#### [PASSAGE SHOWN]
The Merthyr Pioneer was a weekly Socialist newspaper founded by Keir Hardie that was published in Merthyr Tydfil, Wales, from 1911 to 1922.
The newspaper was a successful local paper, and also served as a vehicle for communicating Hardie's political opinions.

==History==

The weekly Merthyr Pioneer was launched by Keir Hardie in 1911 with Thomas Evan Nicholas (Niclas y Glais) as its Welsh editor.
Nicholas was a socialist bard and an Independent minister.
The paper was associated with the Independent Labour Party (ILP), and helped promote Hardie as ILP member of parliament for Merthyr Tydfil.
Christopher Murray Grieve, better known as Hugh MacDiarmid, used to write for the paper.
The suffragette leader Sylvia Pankhurst wrote a weekly article for the paper signed with the initial S.
Mark Starr taught a series of course on Industrial History based on Marxist economics that were the basis of a series in the Pioneer and were reprinted as A Worker Looks at History by the Plebs' League in November 1917.

The paper was successful as a local newspaper, while also advancing political ideas.
It ceased publication in 1922.

==Viewpoints==

Hardie was in favour of socialism, equality, public ownership of land, and a Welsh parliament.
He was against the monarchy, brewers and militarism.
The paper was strongly biased in favour of the Welsh language.
Hardie argued strongly in the paper for a decentralised, devolved type of socialism based on local communities as opposed to the centralised German system.
In April 1914 Hardie wrote in the Pioneer of establishing a union or commonwealth of the English-speaking nations.

Although Hardie was opposed to fighting in World War I (1914–18) he avoided criticising the volunteer soldiers. As he wrote in his weekly column of the Pioneer, "The lads who have gone forth by sea and land to fight their country's battles must not be disheartened by a discordant note at home."
After Hardie's death in 1915 George Bernard Shaw wrote a tribute to him in the Merthyr Pioneer titled "Keir Hardie the Patriot" in which he refuted attacks on Hardie's patriotism.
Emrys Hughes, secretary of the No Conscription Fellowship in the Rhondda, covered military tribunals for the Merthyr Pioneer. He refused to accept conscription, was arrested in the spring of 1916 and imprisoned until 1919.

#### [TASK DETAILS]
Write out the passage on the Merthyr Pioneer word for word, everything from "Mark Starr taught" down to "the Welsh language.". The items that come next have no connection to the text about the Merthyr Pioneer.

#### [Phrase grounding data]
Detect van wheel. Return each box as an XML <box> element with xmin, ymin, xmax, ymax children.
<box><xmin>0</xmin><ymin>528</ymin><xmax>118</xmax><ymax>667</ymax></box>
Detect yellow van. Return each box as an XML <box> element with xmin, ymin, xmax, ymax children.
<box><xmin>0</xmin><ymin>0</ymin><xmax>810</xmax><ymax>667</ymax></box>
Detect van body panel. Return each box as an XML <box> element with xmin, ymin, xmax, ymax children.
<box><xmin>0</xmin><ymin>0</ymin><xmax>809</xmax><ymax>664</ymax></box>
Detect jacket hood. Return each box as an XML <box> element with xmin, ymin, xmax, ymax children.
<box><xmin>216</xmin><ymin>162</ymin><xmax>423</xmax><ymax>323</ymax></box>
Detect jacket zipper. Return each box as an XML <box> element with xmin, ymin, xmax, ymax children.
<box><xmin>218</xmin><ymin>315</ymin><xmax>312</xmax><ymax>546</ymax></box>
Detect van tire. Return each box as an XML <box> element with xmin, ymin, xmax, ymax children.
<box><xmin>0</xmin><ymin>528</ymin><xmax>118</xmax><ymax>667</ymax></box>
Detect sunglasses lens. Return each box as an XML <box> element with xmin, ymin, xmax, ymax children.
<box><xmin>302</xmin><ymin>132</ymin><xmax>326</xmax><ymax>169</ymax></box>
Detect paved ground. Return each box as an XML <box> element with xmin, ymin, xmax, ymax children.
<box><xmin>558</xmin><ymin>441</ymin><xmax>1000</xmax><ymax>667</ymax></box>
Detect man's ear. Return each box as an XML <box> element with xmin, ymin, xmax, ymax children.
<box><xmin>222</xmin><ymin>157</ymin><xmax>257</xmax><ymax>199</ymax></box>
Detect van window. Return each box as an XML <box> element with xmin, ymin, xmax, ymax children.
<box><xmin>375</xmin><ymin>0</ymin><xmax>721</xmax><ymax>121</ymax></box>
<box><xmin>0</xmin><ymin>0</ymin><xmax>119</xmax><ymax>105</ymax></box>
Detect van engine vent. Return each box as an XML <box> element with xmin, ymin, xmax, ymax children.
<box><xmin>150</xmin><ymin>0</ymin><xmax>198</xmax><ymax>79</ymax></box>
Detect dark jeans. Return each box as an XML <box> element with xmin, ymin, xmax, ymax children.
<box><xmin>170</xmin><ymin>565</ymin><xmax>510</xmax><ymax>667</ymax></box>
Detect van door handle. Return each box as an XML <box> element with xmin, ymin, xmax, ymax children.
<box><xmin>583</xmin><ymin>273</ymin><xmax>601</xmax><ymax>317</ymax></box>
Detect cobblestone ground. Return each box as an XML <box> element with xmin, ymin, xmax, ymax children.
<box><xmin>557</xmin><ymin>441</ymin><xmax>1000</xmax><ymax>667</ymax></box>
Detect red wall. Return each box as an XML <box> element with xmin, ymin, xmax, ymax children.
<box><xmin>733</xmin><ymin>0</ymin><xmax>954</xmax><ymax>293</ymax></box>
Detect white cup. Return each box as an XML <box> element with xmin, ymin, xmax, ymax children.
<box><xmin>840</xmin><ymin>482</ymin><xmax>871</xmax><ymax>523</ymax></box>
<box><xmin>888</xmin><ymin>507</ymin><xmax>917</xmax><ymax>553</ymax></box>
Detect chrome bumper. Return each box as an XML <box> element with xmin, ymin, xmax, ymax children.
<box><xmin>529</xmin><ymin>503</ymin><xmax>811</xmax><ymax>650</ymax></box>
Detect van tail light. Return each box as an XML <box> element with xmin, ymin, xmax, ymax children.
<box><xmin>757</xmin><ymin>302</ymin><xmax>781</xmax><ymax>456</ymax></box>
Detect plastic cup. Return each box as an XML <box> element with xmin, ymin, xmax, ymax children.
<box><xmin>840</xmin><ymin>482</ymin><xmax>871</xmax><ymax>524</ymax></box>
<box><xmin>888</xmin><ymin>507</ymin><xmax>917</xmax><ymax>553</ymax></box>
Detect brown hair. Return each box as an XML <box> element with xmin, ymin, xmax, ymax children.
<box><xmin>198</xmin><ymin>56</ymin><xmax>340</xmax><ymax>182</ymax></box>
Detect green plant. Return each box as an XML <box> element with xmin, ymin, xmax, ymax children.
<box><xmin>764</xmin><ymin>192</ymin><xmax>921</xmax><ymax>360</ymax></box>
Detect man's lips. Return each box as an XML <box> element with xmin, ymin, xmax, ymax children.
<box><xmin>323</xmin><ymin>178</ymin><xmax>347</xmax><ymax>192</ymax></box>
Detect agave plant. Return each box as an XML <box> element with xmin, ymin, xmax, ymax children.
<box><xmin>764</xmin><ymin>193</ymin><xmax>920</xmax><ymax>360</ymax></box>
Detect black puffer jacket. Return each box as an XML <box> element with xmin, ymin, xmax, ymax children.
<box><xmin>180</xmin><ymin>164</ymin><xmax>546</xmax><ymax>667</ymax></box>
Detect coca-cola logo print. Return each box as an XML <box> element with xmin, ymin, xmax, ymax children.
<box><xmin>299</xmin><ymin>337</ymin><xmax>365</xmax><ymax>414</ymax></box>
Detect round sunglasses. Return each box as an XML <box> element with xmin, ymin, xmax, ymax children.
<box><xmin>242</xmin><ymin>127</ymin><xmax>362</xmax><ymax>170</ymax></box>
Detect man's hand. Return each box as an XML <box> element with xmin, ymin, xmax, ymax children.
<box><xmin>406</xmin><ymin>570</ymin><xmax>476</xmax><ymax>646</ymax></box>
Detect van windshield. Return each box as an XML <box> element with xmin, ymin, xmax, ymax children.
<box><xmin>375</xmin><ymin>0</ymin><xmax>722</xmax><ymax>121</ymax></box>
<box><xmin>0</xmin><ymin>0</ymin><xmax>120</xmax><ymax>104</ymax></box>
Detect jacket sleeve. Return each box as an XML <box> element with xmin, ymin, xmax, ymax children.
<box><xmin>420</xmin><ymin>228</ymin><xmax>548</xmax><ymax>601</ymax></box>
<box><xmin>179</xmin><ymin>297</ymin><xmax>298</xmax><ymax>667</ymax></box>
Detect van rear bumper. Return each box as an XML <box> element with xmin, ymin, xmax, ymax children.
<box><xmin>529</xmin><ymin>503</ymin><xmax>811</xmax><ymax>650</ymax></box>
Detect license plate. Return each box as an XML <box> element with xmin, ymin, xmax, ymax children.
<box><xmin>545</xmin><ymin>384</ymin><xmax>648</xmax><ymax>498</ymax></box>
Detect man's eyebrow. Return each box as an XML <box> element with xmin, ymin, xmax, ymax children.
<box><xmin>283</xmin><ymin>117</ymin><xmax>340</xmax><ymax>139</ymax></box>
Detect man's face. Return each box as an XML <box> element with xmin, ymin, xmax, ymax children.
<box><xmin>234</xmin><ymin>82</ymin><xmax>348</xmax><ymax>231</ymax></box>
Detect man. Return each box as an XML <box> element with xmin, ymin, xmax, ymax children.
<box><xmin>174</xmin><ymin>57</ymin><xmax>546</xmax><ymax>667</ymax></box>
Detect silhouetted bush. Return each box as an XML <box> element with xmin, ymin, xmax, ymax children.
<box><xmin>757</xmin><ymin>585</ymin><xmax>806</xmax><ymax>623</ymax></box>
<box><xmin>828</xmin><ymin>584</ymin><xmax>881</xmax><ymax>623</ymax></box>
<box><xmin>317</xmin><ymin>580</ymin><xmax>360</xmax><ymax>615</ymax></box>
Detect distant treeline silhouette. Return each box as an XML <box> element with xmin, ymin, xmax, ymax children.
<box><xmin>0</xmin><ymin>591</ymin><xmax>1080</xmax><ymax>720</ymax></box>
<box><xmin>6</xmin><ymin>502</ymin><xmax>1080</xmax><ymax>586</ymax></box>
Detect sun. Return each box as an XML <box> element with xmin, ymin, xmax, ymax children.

#### [OUTPUT FOR THIS EXERCISE]
Mark Starr taught a series of course on Industrial History based on Marxist economics that were the basis of a series in the Pioneer and were reprinted as A Worker Looks at History by the Plebs' League in November 1917.

The paper was successful as a local newspaper, while also advancing political ideas.
It ceased publication in 1922.

==Viewpoints==

Hardie was in favour of socialism, equality, public ownership of land, and a Welsh parliament.
He was against the monarchy, brewers and militarism.
The paper was strongly biased in favour of the Welsh language.